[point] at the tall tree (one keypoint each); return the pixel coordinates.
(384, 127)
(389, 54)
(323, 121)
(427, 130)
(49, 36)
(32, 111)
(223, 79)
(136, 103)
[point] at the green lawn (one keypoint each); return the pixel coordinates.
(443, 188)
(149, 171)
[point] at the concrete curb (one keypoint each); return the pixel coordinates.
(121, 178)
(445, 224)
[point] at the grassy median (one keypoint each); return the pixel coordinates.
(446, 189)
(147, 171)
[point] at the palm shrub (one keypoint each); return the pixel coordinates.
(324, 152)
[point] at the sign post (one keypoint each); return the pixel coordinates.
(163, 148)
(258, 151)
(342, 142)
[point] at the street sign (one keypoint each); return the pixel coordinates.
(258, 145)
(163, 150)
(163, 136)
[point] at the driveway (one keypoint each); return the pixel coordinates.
☆ ☆ ☆ ☆ ☆
◆ **TO DO**:
Arrange every line of the data above as a Markdown table with two columns, Row and Line, numbering each row in order and leaving out blank lines.

◆ **OUTPUT FOR THIS EXERCISE**:
| Row | Line |
|---|---|
| 1 | [point] at the tall tree (one keypoint each); return the pixel coordinates. |
| 2 | (384, 127) |
| 3 | (389, 54) |
| 4 | (323, 121) |
| 5 | (427, 130) |
| 6 | (49, 36) |
| 7 | (32, 111) |
| 8 | (223, 79) |
| 9 | (136, 103) |
| 10 | [point] at the green lawn (one keypoint each); return the pixel coordinates. |
| 11 | (443, 188) |
| 12 | (149, 171) |
| 13 | [point] at the concrete curb (one keypoint each); return the pixel coordinates. |
| 14 | (121, 178) |
| 15 | (445, 224) |
| 16 | [point] at the grassy median (one keypoint each); return the pixel coordinates. |
| 17 | (446, 189) |
| 18 | (147, 171) |
| 19 | [point] at the palm shrub (one keypoint each); return the pixel coordinates. |
| 20 | (324, 152) |
| 21 | [point] at the sign post (one keypoint each); return the pixel coordinates. |
| 22 | (163, 148) |
| 23 | (258, 151) |
| 24 | (342, 142) |
| 25 | [point] at the street sign (one keypoint each); return the pixel coordinates. |
| 26 | (258, 145) |
| 27 | (163, 150) |
| 28 | (163, 136) |
| 29 | [point] at the driveway (one keypoint each); return the pixel coordinates. |